Android Question Fast location pixel position X Y from a bitmap with only 1 pixel.

[scsjc]

What would be the fastest way to locate the position of a single pixel that has a bitmap image.
That bitmap image does not have any other pixels,is empty.
I've tried looping X and Y through all the pixels using bitmap.GetPixel and it's extremely slow.

 

[emexes]

BitmapCreator GetColor, or access the Buffer directly.

What is creating your bitmap image that is fully some predetermined background color, except for one pixel?

Is it definitely just one pixel, ie not splotched out over several pixels?

Is the one-pixel color known and constant? Or is it "not background"?

 

[scsjc]

BitmapCreator GetColor, or access the Buffer directly.

What is creating your bitmap image that is fully some predetermined background color, except for one pixel?

Is it definitely just one pixel, ie not splotched out over several pixels?

Is the one-pixel color known and constant? Or is it "not background"?

It is just a blank image, with a pixel point, and I directly need to know the position of the pixel that is within a bitmap
the color pixel can see any... i put black
is only 1 pixel

 

[sirjo66]

Can you sharing with us this image ?

A solution may be to convert the image in byte-array, and then looping through it

For example (thanks to Pooya1)

Sub GetBytesFromBitmap(Image As Bitmap) As Byte()
    Private outStream As OutputStream
    Private Data() As Byte
   
    outStream.InitializeToBytesArray(1)
    Image.WriteToStream(outStream, 100, "PNG")
    Data = outStream.ToBytesArray
    outStream.Close
    Return Data
   
End Sub

EDIT: I'm sorry, now I see that this is for PNG format, the correct code is:

   Dim bc As BitmapCreator
   bc.Initialize(img.Width, img.Height)
   bc.CopyPixelsFromBitmap(img)

 

[emexes]

What would be the fastest way to locate the position of a single pixel that has a bitmap image.

Does the single-pixel tend to be near where it last was, or does it randomly jump around the bitmap? (as in: is there likely to be any performance advantage if searching begins around the last known position of the single-pixel?)

 

[scsjc]

Does the single-pixel tend to be near where it last was, or does it randomly jump around the bitmap? (as in: is there likely to be any performance advantage if searching begins around the last known position of the single-pixel?)

can be anywhere position. I'll explain the idea of everything to you a little......

I am currently using the perspectiveTransformation function https://www.b4x.com/android/forum/threads/perspectivetransformation.73984/#content
to adjust the perspective of a plane and obtain the value of a single POINT. That point comes to me with the perspectiveTransformation calculations in any part of the bitmap.

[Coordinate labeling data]
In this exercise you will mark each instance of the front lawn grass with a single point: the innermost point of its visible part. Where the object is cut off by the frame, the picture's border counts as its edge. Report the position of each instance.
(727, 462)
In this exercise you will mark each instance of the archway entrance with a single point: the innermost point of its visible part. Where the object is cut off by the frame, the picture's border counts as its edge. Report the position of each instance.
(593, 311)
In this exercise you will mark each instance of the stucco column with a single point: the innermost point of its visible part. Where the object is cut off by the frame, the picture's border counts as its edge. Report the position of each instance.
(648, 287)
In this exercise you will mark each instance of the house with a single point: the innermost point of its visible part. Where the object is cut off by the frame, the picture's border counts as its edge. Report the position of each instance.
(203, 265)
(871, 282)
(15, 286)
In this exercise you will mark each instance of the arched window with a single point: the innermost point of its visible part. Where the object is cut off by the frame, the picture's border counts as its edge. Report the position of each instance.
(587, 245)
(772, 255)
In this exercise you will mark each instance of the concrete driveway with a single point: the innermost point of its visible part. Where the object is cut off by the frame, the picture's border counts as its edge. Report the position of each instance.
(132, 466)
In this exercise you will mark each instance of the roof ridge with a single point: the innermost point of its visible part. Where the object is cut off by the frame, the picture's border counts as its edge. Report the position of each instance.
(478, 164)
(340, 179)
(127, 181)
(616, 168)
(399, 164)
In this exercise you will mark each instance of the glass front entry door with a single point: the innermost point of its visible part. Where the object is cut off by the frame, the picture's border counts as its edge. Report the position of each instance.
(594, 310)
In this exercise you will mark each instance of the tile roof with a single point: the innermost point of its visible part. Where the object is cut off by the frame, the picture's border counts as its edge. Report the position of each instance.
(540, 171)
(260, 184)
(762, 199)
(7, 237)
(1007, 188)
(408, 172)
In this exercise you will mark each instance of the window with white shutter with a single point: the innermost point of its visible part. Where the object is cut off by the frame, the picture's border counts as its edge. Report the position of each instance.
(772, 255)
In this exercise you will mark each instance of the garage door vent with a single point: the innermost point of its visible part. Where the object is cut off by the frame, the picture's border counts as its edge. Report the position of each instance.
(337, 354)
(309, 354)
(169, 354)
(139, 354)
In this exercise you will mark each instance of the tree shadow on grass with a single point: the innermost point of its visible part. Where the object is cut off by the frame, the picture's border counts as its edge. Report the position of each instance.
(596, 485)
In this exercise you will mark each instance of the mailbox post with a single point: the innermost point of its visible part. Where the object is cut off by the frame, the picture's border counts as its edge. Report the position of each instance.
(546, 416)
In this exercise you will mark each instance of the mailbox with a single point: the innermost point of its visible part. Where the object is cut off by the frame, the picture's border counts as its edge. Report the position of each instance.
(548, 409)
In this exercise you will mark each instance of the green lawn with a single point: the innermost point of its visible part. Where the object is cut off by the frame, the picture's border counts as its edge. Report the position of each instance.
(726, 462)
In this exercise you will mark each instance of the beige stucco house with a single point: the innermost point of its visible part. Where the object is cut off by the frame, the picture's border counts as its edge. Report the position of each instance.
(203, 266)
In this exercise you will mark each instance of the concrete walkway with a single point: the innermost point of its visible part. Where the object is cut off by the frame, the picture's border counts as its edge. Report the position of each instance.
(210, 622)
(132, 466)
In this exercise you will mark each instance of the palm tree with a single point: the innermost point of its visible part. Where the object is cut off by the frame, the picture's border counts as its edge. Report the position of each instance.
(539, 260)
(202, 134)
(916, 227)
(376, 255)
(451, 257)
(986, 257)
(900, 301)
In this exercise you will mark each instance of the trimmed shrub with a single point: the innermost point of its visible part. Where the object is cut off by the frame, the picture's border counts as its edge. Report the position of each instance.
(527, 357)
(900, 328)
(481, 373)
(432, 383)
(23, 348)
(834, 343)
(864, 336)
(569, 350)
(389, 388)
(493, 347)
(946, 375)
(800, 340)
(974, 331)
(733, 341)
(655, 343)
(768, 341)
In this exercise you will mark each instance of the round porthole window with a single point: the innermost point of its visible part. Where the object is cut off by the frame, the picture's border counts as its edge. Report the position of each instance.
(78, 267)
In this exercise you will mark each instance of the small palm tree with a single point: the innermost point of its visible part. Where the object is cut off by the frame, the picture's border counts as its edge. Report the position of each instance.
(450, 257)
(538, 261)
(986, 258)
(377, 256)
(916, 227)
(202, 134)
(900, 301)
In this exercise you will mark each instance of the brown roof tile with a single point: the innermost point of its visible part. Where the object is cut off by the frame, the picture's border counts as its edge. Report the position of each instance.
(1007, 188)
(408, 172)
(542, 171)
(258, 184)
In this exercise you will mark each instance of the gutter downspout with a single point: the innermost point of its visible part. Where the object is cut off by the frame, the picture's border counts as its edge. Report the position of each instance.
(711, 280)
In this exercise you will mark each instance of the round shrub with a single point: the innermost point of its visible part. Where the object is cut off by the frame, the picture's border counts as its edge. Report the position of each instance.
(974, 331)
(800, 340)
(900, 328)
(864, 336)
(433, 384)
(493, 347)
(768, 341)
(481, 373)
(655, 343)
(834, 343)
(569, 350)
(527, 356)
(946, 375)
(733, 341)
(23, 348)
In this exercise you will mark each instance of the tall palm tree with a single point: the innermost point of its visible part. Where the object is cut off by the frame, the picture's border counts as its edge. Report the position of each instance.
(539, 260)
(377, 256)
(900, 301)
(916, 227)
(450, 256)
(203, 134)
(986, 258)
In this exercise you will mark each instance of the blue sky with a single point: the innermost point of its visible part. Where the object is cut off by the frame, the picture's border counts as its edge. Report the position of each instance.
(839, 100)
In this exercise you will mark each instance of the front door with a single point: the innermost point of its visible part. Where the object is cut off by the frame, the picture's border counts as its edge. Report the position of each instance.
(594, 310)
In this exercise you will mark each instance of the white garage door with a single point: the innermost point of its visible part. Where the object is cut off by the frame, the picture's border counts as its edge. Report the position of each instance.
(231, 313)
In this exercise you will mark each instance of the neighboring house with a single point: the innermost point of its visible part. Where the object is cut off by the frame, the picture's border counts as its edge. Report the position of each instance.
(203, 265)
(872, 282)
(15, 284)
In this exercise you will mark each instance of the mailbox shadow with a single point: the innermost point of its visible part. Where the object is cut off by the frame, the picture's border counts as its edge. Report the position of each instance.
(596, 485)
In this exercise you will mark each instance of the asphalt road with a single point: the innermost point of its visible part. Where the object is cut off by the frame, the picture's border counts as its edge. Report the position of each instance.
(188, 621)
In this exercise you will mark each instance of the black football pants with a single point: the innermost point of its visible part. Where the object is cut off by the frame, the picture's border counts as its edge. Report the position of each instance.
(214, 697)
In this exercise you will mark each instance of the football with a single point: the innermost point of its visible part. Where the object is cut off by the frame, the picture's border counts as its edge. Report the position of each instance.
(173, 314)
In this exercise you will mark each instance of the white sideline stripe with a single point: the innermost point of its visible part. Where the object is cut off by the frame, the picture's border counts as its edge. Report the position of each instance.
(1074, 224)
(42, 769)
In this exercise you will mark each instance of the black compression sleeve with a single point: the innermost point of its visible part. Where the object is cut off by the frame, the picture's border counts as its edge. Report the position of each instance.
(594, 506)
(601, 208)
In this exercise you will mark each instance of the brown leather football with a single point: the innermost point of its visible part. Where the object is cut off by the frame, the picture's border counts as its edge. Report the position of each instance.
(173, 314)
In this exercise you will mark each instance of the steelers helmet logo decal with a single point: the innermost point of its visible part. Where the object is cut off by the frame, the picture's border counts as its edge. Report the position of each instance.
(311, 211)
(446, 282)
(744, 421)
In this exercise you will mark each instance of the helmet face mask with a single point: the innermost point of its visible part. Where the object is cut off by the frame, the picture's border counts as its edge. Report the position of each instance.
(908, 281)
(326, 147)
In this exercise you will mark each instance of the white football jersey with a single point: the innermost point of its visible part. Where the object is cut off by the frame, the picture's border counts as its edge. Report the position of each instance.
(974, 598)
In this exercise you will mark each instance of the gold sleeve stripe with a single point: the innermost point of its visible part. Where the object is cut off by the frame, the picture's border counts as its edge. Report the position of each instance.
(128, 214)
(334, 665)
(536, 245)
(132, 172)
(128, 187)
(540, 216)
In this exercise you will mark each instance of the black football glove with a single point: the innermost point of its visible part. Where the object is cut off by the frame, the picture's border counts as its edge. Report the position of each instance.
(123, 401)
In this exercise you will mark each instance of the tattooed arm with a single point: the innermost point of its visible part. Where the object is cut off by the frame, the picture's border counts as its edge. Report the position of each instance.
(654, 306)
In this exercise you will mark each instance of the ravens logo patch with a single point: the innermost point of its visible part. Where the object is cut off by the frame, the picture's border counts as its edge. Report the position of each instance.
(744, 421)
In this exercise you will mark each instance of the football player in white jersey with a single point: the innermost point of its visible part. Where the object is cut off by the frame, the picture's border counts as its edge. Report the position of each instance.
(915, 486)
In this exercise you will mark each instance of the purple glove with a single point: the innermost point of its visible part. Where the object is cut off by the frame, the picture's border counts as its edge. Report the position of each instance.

● Task brief:
In the forum thread above, how would you restate the paragraph beginning "I am currently using" more briefly while keeping its main facts?

● Problem solution:
The perspectiveTransformation function (from a linked forum thread) is used to adjust a plane's perspective and get a single point, which those calculations can place anywhere in the bitmap.